Pointing entries
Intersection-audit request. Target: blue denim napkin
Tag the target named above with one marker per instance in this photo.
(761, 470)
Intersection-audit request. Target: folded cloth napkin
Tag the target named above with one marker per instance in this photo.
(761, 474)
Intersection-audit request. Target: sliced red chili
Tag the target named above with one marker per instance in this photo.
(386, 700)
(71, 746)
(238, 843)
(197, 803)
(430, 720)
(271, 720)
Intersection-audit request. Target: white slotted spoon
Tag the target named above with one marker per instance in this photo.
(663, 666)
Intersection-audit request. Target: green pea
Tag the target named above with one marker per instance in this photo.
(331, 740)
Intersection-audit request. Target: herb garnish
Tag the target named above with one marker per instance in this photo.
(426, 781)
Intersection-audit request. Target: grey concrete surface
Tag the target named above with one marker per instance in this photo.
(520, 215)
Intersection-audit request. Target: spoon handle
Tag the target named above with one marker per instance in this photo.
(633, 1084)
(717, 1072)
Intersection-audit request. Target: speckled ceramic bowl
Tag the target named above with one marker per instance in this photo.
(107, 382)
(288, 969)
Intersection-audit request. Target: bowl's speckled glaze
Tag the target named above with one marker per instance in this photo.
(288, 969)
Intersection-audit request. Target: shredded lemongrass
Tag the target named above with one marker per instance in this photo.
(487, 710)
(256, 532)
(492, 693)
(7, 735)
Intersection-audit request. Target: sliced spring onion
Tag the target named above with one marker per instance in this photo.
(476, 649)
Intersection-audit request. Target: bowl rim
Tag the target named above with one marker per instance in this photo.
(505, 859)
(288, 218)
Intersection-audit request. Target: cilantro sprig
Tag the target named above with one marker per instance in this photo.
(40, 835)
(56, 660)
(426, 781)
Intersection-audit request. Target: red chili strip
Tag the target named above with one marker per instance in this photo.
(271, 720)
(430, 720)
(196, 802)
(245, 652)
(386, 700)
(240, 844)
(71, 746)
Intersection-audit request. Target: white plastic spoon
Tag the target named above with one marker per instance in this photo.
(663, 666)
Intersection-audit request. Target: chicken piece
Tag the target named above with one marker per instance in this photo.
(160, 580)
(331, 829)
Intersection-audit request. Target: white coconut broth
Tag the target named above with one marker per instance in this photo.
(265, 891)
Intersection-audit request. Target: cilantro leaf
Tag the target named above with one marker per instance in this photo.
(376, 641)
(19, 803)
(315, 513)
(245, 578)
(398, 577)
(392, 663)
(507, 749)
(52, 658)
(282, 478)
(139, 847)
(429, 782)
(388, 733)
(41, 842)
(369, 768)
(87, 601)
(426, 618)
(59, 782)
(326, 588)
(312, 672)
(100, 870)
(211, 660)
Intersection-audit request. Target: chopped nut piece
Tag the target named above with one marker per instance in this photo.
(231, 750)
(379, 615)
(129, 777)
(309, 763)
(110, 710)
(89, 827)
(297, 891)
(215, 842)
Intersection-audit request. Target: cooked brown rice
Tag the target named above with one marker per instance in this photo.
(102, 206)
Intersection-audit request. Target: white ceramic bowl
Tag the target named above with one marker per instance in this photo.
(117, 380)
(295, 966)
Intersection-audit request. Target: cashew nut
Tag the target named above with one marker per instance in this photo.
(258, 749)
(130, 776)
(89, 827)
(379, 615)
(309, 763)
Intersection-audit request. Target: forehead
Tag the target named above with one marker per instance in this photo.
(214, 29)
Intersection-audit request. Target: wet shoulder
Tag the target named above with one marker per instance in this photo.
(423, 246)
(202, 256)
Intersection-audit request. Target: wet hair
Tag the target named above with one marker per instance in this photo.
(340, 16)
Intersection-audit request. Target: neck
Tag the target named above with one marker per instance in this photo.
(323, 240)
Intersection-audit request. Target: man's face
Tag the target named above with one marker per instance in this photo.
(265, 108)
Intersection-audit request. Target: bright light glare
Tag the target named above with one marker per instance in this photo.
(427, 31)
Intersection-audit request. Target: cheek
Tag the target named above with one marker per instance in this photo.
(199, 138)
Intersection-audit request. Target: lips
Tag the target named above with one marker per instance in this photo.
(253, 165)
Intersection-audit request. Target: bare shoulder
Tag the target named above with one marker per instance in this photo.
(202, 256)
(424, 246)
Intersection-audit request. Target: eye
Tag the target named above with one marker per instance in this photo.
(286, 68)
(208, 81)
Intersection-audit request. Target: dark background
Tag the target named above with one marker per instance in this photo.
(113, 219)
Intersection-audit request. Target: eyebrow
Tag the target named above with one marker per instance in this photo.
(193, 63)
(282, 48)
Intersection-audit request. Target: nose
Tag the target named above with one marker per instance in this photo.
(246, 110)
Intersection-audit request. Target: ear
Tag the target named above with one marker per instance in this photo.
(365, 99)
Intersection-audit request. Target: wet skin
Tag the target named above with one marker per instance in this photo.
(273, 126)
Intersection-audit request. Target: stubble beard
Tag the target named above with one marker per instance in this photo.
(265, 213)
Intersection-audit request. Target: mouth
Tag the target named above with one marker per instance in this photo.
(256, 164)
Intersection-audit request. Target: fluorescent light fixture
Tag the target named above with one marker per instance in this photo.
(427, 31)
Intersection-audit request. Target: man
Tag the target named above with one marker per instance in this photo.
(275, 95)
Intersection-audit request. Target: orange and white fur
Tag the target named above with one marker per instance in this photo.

• The problem
Reproduce every one of the entries above word for word.

• Task response
Intersection-audit request. Target: blue denim napkin
Tag the target named above with one marker per instance in this photo.
(761, 470)
Intersection-audit request. Target: folded cloth napkin
Tag the target named above with one marker per instance in this photo.
(761, 474)
Intersection-audit request. Target: sliced red chili
Tag the target named above with one marker per instance in this photo.
(386, 700)
(71, 746)
(238, 843)
(197, 803)
(430, 720)
(271, 720)
Intersection-audit request. Target: white slotted spoon
Tag the target named above with one marker per instance in this photo.
(663, 666)
Intersection-audit request. Target: green pea
Tag the target named above with one marker per instance in this photo.
(331, 740)
Intersection-audit request. Target: herb garnish
Tag the target named above with one marker per instance in this photo.
(426, 781)
Intersection-audit request. Target: grey concrete surface
Tag the target named above with one marker per instance in this photo.
(520, 215)
Intersection-audit request. Target: spoon handle
Tag the target named above with one marker per instance in this photo.
(633, 1084)
(717, 1072)
Intersection-audit request. Target: speckled ceramic bowl
Tag the target named above with one marker per instance in this photo.
(107, 382)
(288, 969)
Intersection-audit request. Target: bowl's speckled glaze
Tag the target named above with one marker per instance in this photo.
(288, 969)
Intersection-audit request. Target: shredded lemongrass
Tag the target named above with one marker per instance in this photo.
(487, 710)
(256, 532)
(492, 693)
(7, 735)
Intersection-audit request. Target: sliced spring onion
Tag the target named above with one marker per instance in this photo.
(476, 649)
Intersection-audit request. Target: bowl rim
Tag the target named above with one marker per instance in this photo.
(505, 859)
(288, 218)
Intersection-audit request. Target: cilantro sprig
Tag the target named above with one marker per instance in this photo.
(40, 835)
(56, 660)
(426, 781)
Intersection-audit request. Target: red chili strip
Tag the target named above with one marker per instance in this photo.
(271, 720)
(430, 720)
(196, 802)
(245, 652)
(386, 700)
(240, 844)
(71, 746)
Intersection-audit request. Target: white plastic spoon
Tag the target named above with one marker per instance in this photo.
(663, 666)
Intersection-audit request. Target: chicken piece
Tag the target named above with one marker per instance in this photo.
(160, 580)
(331, 829)
Intersection-audit request. Target: white coconut broth
Tag the target named above with one marker per instance in this photo.
(265, 891)
Intersection-audit request. Target: cilantro leaf
Tag the target named above with one marker per instance in this photo.
(376, 641)
(19, 803)
(315, 513)
(245, 578)
(398, 577)
(392, 663)
(507, 749)
(52, 658)
(282, 478)
(139, 847)
(429, 782)
(388, 733)
(41, 842)
(369, 768)
(87, 601)
(426, 618)
(59, 782)
(326, 588)
(312, 672)
(100, 870)
(211, 660)
Intersection-audit request. Target: chopped nut piece
Tag the target named above with one marker per instance in this photo.
(231, 750)
(379, 615)
(129, 777)
(309, 763)
(110, 710)
(89, 827)
(297, 891)
(215, 842)
Intersection-audit request. Target: cooked brown rice
Tag the target named above with one marker per instance in this photo.
(102, 206)
Intersection-audit request. Target: white ceramic bowl
Tag the target named above with one marker per instance in this photo.
(117, 380)
(295, 966)
Intersection-audit request. Target: cashew nut
Tag the target named above with one marker per instance in this photo.
(258, 749)
(130, 776)
(89, 827)
(379, 615)
(309, 763)
Intersection-audit request. Target: forehead
Tag the target named above with one marker per instance in this photo.
(214, 29)
Intersection-audit request. Target: wet shoulder
Tag the target named above with one marker per instance in this photo.
(423, 246)
(202, 256)
Intersection-audit request. Target: wet hair
Tag the target named above with one marker per instance in this photo.
(340, 16)
Intersection-audit request. Target: neck
Tag the target named above with one marker per instance in this photo.
(323, 240)
Intersection-audit request. Target: man's face
Tag the target named above with one marker per instance in this photo.
(265, 108)
Intersection-audit request. Target: bright light glare
Tag the target named above with one marker per instance in this photo.
(427, 31)
Intersection-audit request. Target: cheek
Tag the target named above with one marker per instance in this photo.
(199, 138)
Intersection-audit request. Target: lips
Tag the target named above with one marker per instance in this photo.
(253, 165)
Intersection-audit request. Target: bare shoulder
Tag the target named above with one marker per instance in this photo.
(202, 256)
(424, 246)
Intersection-audit request. Target: eye
Tag the target named above with one marker per instance in this photo.
(286, 68)
(208, 81)
Intersection-audit request. Target: dark background
Tag the target named above with one marker per instance in this photo.
(113, 219)
Intersection-audit request. Target: eyebrow
Tag the target named above with one marker per instance in this photo.
(193, 63)
(282, 48)
Intersection-audit request. Target: nose
Tag the target named above with one marker per instance in this photo.
(246, 110)
Intersection-audit request. Target: ear
Tag the target named above with one marker per instance in this photo.
(365, 99)
Intersection-audit request. Target: wet skin
Tag the target named above with one marker per instance in this photo.
(273, 126)
Intersection-audit request. Target: stubble beard
Tag the target named above with one marker per instance in this photo.
(265, 213)
Intersection-audit request. Target: mouth
Tag the target named above with one marker per instance in this photo.
(256, 164)
Intersection-audit request. Target: fluorescent light fixture
Tag the target named above with one marker per instance in this photo.
(427, 31)
Intersection-audit request. Target: man
Tag the target named above with one marker per instance in this photo.
(275, 95)
Intersection-audit request. Target: orange and white fur
Tag the target named above with one marker per instance in this photo.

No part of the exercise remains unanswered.